"""
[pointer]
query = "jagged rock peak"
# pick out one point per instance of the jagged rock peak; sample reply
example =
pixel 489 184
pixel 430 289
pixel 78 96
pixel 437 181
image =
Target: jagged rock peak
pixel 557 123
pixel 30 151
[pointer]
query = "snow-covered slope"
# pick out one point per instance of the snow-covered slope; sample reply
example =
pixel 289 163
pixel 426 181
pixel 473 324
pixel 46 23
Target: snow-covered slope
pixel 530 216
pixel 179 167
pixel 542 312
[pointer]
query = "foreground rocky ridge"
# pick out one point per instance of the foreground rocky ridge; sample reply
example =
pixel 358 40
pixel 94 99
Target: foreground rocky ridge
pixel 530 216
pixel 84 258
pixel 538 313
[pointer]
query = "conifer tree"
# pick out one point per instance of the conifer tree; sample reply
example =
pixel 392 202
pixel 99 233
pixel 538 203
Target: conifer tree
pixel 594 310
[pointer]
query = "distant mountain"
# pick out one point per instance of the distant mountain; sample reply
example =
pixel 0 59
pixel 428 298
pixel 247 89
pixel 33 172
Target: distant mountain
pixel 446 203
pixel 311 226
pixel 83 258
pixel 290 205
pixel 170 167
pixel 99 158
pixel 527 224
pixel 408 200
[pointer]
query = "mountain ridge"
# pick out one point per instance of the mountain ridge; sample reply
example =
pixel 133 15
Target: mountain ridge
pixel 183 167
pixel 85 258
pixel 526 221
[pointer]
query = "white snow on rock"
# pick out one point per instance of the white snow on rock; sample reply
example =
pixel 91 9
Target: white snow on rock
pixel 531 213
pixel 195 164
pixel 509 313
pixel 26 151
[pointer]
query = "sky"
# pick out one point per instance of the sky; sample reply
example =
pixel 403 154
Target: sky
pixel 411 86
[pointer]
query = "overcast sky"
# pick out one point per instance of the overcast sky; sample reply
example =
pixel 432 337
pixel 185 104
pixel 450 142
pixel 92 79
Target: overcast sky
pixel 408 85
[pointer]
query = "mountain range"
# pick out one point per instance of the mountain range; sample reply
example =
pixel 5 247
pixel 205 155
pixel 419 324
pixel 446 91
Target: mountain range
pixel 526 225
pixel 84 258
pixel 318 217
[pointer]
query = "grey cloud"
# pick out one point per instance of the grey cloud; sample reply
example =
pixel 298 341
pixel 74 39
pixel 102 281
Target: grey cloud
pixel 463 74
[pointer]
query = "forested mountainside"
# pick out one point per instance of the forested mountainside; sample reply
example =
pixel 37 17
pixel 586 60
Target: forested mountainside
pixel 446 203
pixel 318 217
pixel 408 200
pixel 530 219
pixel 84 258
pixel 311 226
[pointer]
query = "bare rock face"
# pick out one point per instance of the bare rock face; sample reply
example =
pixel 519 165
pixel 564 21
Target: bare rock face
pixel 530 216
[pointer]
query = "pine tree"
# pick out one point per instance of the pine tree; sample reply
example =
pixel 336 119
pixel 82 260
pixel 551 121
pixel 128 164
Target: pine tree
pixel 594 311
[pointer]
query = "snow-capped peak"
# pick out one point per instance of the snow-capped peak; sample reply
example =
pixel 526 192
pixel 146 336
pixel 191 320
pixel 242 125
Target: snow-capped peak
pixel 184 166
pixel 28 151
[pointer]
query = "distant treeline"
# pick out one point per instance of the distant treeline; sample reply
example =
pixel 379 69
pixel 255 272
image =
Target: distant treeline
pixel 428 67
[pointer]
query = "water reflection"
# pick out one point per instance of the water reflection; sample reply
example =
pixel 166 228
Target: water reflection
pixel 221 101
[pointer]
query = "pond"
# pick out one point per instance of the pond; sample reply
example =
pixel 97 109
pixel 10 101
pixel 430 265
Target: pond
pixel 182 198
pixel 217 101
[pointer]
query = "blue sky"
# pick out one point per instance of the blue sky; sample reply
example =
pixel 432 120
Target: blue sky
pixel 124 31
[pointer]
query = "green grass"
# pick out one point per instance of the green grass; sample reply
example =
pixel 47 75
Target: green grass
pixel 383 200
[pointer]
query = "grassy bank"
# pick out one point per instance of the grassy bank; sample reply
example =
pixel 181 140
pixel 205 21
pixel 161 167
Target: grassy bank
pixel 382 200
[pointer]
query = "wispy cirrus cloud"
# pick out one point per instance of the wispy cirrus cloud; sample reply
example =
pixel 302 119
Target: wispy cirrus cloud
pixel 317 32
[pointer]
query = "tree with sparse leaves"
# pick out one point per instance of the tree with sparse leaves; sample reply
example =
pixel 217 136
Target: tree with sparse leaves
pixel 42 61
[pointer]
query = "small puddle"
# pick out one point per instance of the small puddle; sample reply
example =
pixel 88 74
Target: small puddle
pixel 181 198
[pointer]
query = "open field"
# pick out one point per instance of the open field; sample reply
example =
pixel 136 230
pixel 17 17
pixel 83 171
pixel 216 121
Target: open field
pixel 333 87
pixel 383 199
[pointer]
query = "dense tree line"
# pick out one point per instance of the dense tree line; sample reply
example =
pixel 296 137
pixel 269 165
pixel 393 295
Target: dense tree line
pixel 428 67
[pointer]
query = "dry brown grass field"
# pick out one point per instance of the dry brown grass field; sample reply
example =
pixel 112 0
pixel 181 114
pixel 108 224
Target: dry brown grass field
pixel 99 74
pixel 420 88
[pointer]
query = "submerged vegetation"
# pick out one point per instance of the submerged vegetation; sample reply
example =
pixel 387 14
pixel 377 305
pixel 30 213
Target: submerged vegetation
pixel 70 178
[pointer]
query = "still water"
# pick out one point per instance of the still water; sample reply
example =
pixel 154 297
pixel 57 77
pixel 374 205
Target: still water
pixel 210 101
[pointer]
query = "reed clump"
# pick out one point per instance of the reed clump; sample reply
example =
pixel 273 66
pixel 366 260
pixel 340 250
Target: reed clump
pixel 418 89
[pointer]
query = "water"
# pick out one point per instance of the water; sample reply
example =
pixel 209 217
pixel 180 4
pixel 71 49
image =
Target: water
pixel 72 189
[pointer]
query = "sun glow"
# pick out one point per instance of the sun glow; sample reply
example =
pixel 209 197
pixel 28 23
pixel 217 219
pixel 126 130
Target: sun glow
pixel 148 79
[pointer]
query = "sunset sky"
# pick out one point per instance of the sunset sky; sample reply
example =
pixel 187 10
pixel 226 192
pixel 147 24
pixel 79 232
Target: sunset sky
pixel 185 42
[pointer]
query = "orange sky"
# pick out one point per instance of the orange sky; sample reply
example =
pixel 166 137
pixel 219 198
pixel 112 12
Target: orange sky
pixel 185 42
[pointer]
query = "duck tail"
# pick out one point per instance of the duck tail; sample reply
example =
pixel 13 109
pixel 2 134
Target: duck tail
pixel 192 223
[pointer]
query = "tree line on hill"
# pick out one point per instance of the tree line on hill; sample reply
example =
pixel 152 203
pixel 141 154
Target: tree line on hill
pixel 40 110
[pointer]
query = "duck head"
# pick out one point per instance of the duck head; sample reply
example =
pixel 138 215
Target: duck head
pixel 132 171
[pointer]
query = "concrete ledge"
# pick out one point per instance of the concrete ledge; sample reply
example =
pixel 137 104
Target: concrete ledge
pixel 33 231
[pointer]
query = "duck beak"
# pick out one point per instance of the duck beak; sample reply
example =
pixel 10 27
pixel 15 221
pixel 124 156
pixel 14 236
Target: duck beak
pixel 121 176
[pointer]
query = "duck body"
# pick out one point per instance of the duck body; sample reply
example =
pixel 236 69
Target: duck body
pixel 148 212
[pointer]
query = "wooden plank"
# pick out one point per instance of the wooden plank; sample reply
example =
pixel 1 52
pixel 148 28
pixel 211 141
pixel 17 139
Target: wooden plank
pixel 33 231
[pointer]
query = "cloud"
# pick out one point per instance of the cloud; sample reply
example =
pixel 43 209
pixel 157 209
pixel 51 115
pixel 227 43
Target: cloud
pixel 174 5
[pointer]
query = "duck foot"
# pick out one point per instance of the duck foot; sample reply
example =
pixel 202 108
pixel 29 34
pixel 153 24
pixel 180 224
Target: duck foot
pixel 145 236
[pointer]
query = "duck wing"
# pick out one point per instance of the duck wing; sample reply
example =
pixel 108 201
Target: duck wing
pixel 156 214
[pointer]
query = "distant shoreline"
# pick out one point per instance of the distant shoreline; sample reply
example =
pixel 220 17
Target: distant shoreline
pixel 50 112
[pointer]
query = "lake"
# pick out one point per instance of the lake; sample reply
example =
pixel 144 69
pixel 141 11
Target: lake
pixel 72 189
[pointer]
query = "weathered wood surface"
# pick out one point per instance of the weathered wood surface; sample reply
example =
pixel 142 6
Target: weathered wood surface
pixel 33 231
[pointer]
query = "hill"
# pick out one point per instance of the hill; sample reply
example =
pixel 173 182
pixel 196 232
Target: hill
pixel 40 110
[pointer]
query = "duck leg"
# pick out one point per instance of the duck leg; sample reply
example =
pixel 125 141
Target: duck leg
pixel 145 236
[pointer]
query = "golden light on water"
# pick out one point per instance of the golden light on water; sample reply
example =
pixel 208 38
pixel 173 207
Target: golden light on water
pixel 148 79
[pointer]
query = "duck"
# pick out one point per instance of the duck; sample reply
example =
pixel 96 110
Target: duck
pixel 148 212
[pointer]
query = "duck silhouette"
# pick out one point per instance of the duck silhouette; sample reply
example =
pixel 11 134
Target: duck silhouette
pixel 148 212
"""
"""
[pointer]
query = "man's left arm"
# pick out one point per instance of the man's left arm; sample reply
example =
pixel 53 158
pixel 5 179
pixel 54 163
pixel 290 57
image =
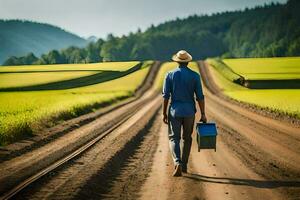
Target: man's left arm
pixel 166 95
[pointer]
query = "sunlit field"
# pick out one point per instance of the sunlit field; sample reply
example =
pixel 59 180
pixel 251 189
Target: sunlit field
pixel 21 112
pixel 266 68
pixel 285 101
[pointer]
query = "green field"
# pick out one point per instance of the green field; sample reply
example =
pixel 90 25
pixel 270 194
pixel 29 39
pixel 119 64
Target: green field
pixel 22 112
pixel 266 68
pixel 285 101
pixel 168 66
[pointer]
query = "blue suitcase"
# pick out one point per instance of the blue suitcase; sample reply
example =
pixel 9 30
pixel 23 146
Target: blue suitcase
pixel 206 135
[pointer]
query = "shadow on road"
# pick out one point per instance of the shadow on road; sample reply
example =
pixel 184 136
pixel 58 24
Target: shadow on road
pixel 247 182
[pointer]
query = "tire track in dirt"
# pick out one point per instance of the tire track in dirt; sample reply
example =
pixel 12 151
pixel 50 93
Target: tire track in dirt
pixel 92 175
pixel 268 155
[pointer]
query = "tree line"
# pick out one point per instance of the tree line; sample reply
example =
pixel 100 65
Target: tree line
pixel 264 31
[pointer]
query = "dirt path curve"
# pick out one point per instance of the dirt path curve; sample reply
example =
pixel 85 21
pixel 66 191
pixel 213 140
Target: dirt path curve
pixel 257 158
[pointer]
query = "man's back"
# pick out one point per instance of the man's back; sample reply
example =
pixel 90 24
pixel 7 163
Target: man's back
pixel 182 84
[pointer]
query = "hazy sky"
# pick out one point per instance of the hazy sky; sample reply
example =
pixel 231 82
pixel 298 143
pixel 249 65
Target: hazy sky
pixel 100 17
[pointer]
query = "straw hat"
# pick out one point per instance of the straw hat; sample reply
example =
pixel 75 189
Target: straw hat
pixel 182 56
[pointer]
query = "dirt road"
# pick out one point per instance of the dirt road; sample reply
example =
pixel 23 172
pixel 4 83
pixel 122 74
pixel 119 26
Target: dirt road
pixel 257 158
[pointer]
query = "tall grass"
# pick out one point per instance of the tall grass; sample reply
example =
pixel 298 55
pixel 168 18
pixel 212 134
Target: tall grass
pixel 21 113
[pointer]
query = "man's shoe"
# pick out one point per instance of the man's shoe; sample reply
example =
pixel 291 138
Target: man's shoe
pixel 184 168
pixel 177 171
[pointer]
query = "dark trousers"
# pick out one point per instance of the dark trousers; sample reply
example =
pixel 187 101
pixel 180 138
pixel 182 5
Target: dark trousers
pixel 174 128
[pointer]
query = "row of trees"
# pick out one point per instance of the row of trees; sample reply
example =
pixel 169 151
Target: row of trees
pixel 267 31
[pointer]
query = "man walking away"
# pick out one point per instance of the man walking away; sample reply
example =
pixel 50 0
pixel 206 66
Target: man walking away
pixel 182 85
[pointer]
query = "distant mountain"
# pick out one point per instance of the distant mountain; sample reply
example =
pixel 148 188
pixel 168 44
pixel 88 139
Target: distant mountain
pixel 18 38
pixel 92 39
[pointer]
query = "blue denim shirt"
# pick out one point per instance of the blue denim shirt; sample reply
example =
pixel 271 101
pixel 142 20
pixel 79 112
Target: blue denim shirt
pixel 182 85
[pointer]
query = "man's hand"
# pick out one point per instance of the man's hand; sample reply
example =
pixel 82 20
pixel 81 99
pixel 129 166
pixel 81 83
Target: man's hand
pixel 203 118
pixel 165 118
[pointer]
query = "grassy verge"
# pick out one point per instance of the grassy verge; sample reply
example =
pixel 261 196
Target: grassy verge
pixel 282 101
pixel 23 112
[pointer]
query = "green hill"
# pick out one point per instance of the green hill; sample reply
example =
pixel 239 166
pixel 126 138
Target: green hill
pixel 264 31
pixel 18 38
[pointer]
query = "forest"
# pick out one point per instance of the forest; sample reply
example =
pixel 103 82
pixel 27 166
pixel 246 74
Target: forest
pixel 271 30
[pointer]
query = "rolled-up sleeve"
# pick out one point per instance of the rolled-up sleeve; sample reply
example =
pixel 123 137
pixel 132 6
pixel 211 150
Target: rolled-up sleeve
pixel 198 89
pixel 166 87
"""
Task brief ::
From the line containing "Target: foreground rocky ridge" down to the line containing "pixel 428 298" in the material above, reproduce every line exactly, including the two end lines.

Answer to this problem ::
Target: foreground rocky ridge
pixel 530 216
pixel 84 258
pixel 538 313
[pointer]
query = "conifer tree"
# pick out one point per instance of the conifer tree; sample reply
example =
pixel 392 202
pixel 99 233
pixel 538 203
Target: conifer tree
pixel 594 310
[pointer]
query = "distant mountain"
# pick out one point per instance of the distant mountain; sample reply
example =
pixel 0 59
pixel 428 298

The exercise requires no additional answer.